→ **WHAT THIS TASK INVOLVES**
Repeat the listing in full, exactly as it stands.

→ **DATA ENTRIES**
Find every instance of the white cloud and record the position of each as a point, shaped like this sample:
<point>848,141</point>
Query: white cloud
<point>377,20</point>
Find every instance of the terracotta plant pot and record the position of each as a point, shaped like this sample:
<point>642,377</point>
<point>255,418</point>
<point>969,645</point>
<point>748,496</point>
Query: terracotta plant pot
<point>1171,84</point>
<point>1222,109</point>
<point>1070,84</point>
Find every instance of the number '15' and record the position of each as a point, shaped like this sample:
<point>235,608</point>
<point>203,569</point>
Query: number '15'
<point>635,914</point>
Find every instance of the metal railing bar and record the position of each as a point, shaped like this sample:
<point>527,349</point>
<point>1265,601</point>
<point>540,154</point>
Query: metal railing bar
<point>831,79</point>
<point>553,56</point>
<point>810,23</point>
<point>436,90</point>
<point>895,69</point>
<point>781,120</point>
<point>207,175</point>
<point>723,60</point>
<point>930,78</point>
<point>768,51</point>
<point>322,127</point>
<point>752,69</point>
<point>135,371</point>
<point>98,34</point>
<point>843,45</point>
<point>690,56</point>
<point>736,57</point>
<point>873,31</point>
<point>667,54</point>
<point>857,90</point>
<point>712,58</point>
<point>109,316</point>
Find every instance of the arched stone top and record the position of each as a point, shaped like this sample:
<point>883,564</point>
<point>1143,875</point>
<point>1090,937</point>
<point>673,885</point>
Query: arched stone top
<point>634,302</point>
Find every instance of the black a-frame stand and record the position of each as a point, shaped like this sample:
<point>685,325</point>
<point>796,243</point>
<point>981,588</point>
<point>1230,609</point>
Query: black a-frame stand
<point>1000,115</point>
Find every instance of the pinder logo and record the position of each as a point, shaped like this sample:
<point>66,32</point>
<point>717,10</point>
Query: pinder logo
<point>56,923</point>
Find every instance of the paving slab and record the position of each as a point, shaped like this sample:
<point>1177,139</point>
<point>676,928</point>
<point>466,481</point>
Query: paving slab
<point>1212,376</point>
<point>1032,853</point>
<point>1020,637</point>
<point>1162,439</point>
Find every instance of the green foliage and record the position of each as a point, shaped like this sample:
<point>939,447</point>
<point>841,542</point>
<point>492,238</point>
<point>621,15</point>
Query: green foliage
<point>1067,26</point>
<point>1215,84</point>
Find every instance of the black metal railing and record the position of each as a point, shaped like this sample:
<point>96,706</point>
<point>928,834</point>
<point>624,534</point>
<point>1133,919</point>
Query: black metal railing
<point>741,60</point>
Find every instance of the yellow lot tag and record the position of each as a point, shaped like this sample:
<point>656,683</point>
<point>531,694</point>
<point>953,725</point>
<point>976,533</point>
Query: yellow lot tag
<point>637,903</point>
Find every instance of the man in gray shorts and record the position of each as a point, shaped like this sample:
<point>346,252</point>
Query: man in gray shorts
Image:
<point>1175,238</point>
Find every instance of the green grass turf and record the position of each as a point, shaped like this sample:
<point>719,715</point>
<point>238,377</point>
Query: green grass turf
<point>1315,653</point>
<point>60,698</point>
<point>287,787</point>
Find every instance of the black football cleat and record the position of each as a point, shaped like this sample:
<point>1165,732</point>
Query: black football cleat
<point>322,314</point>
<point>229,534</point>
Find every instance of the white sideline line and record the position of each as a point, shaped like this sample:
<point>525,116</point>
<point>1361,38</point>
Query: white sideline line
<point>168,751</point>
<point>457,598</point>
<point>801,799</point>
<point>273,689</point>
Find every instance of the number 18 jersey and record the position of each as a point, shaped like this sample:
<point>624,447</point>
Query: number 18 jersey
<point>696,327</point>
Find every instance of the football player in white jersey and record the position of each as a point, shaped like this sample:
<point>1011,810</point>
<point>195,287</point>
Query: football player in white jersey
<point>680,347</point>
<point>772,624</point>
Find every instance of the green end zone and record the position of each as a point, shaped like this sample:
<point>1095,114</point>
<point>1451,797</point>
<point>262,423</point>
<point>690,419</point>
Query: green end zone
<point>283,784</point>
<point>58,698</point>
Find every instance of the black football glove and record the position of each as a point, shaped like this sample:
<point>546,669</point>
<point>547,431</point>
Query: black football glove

→ **TASK RESULT**
Find every instance of the white cloud and record the position of each as a point, shaped like this sample:
<point>848,141</point>
Query: white cloud
<point>377,20</point>
Find every instance of the terracotta plant pot and record the position of each as a point, shaped like this sample:
<point>642,377</point>
<point>255,418</point>
<point>969,645</point>
<point>748,496</point>
Query: terracotta plant pot
<point>1171,84</point>
<point>1222,109</point>
<point>1070,84</point>
Find every instance of the number '15' and record the position of each as a point, shaped like this sample:
<point>235,608</point>
<point>203,569</point>
Query: number '15'
<point>635,914</point>
Find every instance of the metal railing bar and record the position of each as a point, shaped like this sample:
<point>527,349</point>
<point>1265,601</point>
<point>540,154</point>
Query: metal railing bar
<point>831,79</point>
<point>553,56</point>
<point>810,23</point>
<point>436,90</point>
<point>895,69</point>
<point>781,120</point>
<point>207,175</point>
<point>723,60</point>
<point>930,78</point>
<point>768,51</point>
<point>322,127</point>
<point>752,69</point>
<point>135,371</point>
<point>98,34</point>
<point>843,45</point>
<point>690,56</point>
<point>736,57</point>
<point>873,31</point>
<point>667,54</point>
<point>857,90</point>
<point>712,58</point>
<point>109,316</point>
Find every instance of the arched stone top and record the position of each as a point, shaped like this sample:
<point>883,564</point>
<point>1143,875</point>
<point>1090,937</point>
<point>673,885</point>
Query: arched stone top
<point>634,302</point>
Find every instance of the black a-frame stand and record the position of each as a point, shaped like this sample:
<point>685,325</point>
<point>796,243</point>
<point>981,588</point>
<point>1230,609</point>
Query: black a-frame stand
<point>1000,115</point>
Find every instance of the pinder logo and record the position of each as a point, shaped like this sample:
<point>66,32</point>
<point>717,10</point>
Query: pinder logo
<point>56,923</point>
Find every instance of the paving slab and record the position of each as a point, shaped like this sample:
<point>1177,139</point>
<point>676,928</point>
<point>466,481</point>
Query: paving slab
<point>1212,376</point>
<point>1032,853</point>
<point>1020,637</point>
<point>1162,439</point>
Find every instance of the green foliage and record the position of each as a point, shaped like this sample:
<point>939,447</point>
<point>841,542</point>
<point>492,238</point>
<point>621,15</point>
Query: green foliage
<point>1067,26</point>
<point>1215,84</point>
Find every instance of the black metal railing and record the position of each as a point, shaped like this sample:
<point>96,706</point>
<point>928,834</point>
<point>624,534</point>
<point>1133,919</point>
Query: black metal railing
<point>741,60</point>
Find every instance of the yellow lot tag and record the position of each as a point, shaped like this sample:
<point>656,683</point>
<point>531,694</point>
<point>953,725</point>
<point>976,533</point>
Query: yellow lot tag
<point>637,903</point>
Find every instance of the man in gray shorts and record the position of each as a point, shaped like this sample:
<point>346,252</point>
Query: man in gray shorts
Image:
<point>1175,238</point>
Find every instance of the green grass turf and record the position of each as a point, shaped like this sample:
<point>719,715</point>
<point>238,377</point>
Query: green grass turf
<point>1315,653</point>
<point>60,698</point>
<point>287,787</point>
Find every instance of the black football cleat and record the position of each as a point, shaped like this sample:
<point>1165,732</point>
Query: black football cleat
<point>322,314</point>
<point>229,534</point>
Find every instance of the white sideline line and record the position of each as a point, shaped like this sample:
<point>525,116</point>
<point>1361,38</point>
Query: white sideline line
<point>168,751</point>
<point>457,598</point>
<point>801,799</point>
<point>273,689</point>
Find every instance of the number 18 jersey and record the position of each as a point, shaped like this sample:
<point>624,447</point>
Query: number 18 jersey
<point>696,327</point>
Find every instance of the football player in white jersey and record the position of each as a point, shaped like this sample:
<point>1011,810</point>
<point>195,287</point>
Query: football player in white jersey
<point>680,347</point>
<point>772,624</point>
Find every instance of the green end zone and record the position of each as a point, shaped like this sample:
<point>1095,114</point>
<point>1451,797</point>
<point>262,423</point>
<point>690,419</point>
Query: green end zone
<point>283,784</point>
<point>58,698</point>
Find every instance of the black football glove and record the position of each as a point, shaped like this sample:
<point>546,669</point>
<point>547,431</point>
Query: black football glove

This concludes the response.